## Begin Text block

1. Fetch RSS feed from https://cointelegraph.com/
2. Extract necessary attributes and save to json file.
3. Create a table in the DB if it does not already exist.
4. Compare the entries in json file and the db.
5. Add new entries (if exists) in the DB.

In [2]:
! pip install feedparser



In [113]:
import pandas as pd
import feedparser
import sqlite3
import json

## Functions

In [144]:
feed = feedparser.parse(url)
feed.feed

{'title': 'Cointelegraph.com News',
 'title_detail': {'type': 'text/plain',
  'language': None,
  'base': 'https://cointelegraph.com/rss',
  'value': 'Cointelegraph.com News'},
 'links': [{'href': 'https://cointelegraph.com/rss',
   'rel': 'self',
   'type': 'application/rss+xml'},
  {'rel': 'alternate',
   'type': 'text/html',
   'href': 'https://cointelegraph.com'}],
 'link': 'https://cointelegraph.com',
 'subtitle': 'Cointelegraph covers fintech, blockchain and Bitcoin bringing you the latest crypto news and analyses on the future of money.',
 'subtitle_detail': {'type': 'text/html',
  'language': None,
  'base': 'https://cointelegraph.com/rss',
  'value': 'Cointelegraph covers fintech, blockchain and Bitcoin bringing you the latest crypto news and analyses on the future of money.'},
 'generator_detail': {'name': 'cointelegraph.com'},
 'generator': 'cointelegraph.com',
 'updated': 'Mon, 16 Dec 2024 11:21:22 +0000',
 'updated_parsed': time.struct_time(tm_year=2024, tm_mon=12, tm_mday

In [4]:
# get data from a RSS feed - Modified to incorporate Cointelegraph RSS feed
def fetch_rss_feed(url):
  """

## End Text block
## Begin Excerpted records

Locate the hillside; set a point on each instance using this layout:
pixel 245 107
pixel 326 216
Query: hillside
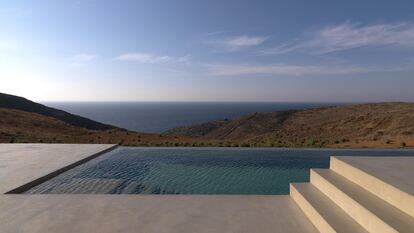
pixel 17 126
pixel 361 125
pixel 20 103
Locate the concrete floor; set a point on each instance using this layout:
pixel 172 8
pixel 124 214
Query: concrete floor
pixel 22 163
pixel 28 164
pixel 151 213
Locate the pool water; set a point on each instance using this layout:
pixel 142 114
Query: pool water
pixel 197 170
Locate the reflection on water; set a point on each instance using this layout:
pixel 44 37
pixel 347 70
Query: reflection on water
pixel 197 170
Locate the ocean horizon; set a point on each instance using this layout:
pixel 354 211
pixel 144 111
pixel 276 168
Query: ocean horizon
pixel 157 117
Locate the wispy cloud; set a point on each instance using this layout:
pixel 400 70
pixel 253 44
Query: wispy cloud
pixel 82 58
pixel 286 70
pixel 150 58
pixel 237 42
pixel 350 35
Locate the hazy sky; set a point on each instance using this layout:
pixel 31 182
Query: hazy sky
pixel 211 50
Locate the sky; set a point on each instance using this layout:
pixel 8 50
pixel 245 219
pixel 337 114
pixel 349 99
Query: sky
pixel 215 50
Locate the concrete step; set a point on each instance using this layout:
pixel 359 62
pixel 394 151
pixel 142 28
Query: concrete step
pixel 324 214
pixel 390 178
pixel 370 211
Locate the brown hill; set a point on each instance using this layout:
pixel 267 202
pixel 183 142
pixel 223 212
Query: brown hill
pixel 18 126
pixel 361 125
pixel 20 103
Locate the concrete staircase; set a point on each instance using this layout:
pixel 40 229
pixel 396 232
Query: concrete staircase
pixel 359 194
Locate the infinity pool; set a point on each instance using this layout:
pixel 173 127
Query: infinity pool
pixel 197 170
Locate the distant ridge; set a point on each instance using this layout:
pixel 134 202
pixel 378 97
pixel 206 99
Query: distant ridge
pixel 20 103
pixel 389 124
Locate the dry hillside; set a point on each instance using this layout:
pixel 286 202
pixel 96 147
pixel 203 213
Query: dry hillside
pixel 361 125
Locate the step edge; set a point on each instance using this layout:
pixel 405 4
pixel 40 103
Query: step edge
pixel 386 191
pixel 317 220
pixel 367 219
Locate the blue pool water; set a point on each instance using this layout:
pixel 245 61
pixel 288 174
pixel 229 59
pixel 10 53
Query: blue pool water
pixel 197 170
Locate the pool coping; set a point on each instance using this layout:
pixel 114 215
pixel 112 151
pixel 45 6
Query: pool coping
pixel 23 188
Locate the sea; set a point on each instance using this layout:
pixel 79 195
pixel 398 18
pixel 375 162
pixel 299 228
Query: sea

## End Excerpted records
## Begin Excerpted records

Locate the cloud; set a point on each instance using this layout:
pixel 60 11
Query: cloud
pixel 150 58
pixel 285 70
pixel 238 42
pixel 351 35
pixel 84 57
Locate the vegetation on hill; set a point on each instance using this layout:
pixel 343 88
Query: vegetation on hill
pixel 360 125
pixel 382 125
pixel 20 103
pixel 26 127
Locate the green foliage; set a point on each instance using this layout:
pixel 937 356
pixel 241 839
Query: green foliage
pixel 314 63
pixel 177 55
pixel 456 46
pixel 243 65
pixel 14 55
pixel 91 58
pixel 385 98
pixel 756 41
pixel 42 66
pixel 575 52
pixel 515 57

## End Excerpted records
## Begin Excerpted records

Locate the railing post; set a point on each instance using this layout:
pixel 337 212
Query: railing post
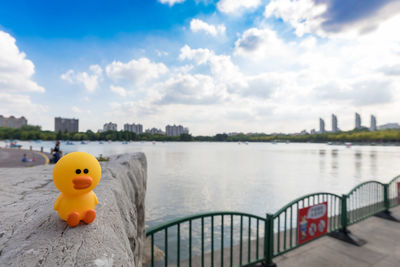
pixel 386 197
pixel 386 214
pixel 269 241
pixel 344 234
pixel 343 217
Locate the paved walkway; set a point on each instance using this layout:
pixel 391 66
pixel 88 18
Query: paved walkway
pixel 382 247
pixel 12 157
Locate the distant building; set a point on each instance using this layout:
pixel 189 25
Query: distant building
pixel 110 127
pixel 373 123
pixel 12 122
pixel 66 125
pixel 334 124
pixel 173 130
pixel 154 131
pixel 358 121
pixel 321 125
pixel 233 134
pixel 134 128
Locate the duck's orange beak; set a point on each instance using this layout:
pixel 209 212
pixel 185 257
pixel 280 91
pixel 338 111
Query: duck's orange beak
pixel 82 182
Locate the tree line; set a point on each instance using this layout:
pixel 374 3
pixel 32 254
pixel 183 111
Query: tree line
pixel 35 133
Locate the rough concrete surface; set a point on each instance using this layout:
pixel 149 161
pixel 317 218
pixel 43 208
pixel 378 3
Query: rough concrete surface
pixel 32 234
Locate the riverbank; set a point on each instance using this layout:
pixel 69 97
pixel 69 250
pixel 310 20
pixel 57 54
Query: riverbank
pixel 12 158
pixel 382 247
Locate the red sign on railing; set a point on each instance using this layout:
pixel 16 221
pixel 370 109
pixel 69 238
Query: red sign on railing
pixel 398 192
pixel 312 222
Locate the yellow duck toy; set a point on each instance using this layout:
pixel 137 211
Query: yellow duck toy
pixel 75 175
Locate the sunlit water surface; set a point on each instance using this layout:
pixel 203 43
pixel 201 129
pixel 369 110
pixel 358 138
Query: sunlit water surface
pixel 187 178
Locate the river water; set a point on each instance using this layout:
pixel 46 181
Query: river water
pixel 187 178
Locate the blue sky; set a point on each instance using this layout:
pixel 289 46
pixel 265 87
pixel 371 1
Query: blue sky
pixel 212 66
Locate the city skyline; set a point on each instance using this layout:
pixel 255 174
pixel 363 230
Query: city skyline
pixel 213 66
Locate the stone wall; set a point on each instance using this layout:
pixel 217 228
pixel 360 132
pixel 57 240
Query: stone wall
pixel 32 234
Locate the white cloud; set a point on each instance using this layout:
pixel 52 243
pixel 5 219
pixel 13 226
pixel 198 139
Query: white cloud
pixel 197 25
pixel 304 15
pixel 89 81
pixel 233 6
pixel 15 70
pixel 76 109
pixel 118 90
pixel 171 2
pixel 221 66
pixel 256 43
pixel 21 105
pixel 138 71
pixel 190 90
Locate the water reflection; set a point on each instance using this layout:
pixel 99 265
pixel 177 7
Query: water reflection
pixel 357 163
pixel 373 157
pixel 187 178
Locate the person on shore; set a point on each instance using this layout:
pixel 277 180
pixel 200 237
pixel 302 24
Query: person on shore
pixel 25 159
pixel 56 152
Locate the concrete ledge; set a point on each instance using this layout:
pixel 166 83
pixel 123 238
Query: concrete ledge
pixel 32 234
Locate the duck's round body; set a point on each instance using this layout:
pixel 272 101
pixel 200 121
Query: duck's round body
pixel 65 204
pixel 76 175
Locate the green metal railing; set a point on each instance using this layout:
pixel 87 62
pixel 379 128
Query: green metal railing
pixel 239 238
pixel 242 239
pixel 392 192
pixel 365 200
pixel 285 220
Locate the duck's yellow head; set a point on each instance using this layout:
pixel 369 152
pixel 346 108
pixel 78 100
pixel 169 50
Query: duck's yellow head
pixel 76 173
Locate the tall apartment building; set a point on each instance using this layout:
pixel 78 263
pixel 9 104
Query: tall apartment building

## End Excerpted records

Problems to work on:
[1] Answer from the RSS notebook:
(a) In step 3, what is created in the DB if it does not already exist?
(b) Which module is imported for working with the database?
(c) What value does the 'generator' key hold in the feed output?
[2] Can you take the RSS notebook further, beginning right after its final line?
The lines are separate material, apart from the RSS notebook.

Answers for this exercise:
[1]
(a) A table.
(b) sqlite3.
(c) 'cointelegraph.com'

[2]
  Fetches and parses an RSS feed from the given URL

  Args:
    url (str): The URL of the RSS feed.

  Returns:
    dict: A dictionary containing the feed data.
  """
  try:
    # Parse the RSS feed
    feed = feedparser.parse(url)
    if feed.bozo:
      # If there was a problem with the feed
      print(f"Error reading feed: {feed.bozo_exception}")
      return {}

    # Extract all feed data
    feed_data = {
        "feed": {
            "title": feed.feed.get("title", "No Title"),
            "link": feed.feed.get("link", "No Link"),
            "description": feed.feed.get("description", "No Description"),
            "updated": feed.feed.get("updated", "No Update Time"),
          },
          "entries": []
    }
    feed_host = feed.feed.link if "link" in feed.feed else url

    for entry in feed.entries:
      # Initialize sets for unique links
      inbound_links = set()
      outbound_links = set()

      # looping over each entry to retrieve outbound and inbound links
      entry_link = entry.get("link", "")
      if entry_link.startswith(feed_host):
        inbound_links.add(entry_link)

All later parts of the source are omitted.